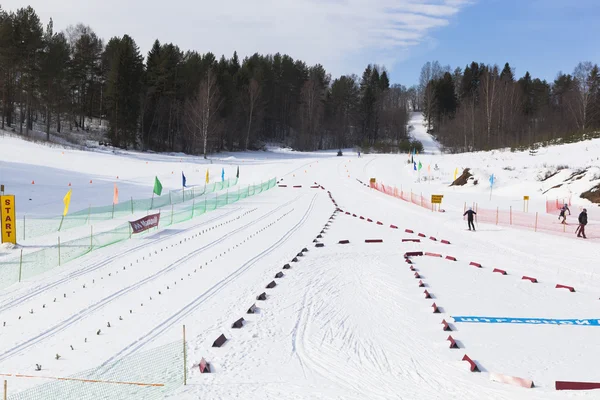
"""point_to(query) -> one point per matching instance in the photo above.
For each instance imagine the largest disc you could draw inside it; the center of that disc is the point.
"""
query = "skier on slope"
(582, 223)
(563, 215)
(469, 213)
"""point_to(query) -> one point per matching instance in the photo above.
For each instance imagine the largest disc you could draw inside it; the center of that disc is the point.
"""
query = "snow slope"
****
→ **Exercise**
Down to the last line, set down the data above exactly, and omit all images.

→ **Your response**
"""point_to(query) -> one point per matching instance in the photo above.
For each instance imagine the largest disc you could draw inside it; the center of that disc is the point.
"""
query = "skier on slope"
(582, 223)
(563, 215)
(469, 213)
"""point_to(query) -> one point per matching instance in the photo above.
For each instance imagine the largest disc you could draw inside it; the center of that disc is the point.
"""
query = "snow slope"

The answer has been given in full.